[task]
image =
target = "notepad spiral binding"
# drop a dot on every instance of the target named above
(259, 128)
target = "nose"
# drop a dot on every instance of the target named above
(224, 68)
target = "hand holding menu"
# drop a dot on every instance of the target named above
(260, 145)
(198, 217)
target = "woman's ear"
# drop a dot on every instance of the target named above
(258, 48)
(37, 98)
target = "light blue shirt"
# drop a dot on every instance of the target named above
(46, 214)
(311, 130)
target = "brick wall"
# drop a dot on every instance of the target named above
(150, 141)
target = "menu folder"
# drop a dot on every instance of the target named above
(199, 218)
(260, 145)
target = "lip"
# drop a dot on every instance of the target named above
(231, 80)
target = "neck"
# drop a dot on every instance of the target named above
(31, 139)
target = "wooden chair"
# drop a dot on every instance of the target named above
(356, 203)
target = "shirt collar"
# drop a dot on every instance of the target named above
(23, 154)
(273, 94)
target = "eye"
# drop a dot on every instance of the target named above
________________
• [Do this]: Reproduce the records above line for line, raising every coordinate value in the answer points by 95 and leaving all other lines unchanged.

• [Task result]:
[task]
image =
target = "notepad spiral binding"
# drop a dot on every instance of the target named above
(354, 223)
target = "nose"
# drop a dot on every instance of the target named above
(319, 163)
target = "hand holding menu"
# drop a dot on every instance of the target named above
(355, 240)
(293, 312)
target = "woman's ear"
# drop a dot on every instance of the target named above
(353, 143)
(132, 193)
target = "light blue shirt"
# drop a dot on every instance of the target named above
(141, 309)
(406, 225)
target = "brick wall"
# drop a dot on every instance of the target named above
(245, 236)
target = "menu folder"
# drop a dot on every instance of the target named above
(294, 313)
(355, 240)
target = "lip"
# drop a dot on every instance of the target named above
(326, 175)
target = "neck"
# drop a dot on every instance of the target named above
(126, 234)
target = "wooden chair"
# drop a dot on every instance of the target named above
(451, 298)
target = "shirt collar"
# drop a dot on every instance of the target named above
(118, 249)
(368, 189)
target = "eye"
# drop a dot on every instance of the target named above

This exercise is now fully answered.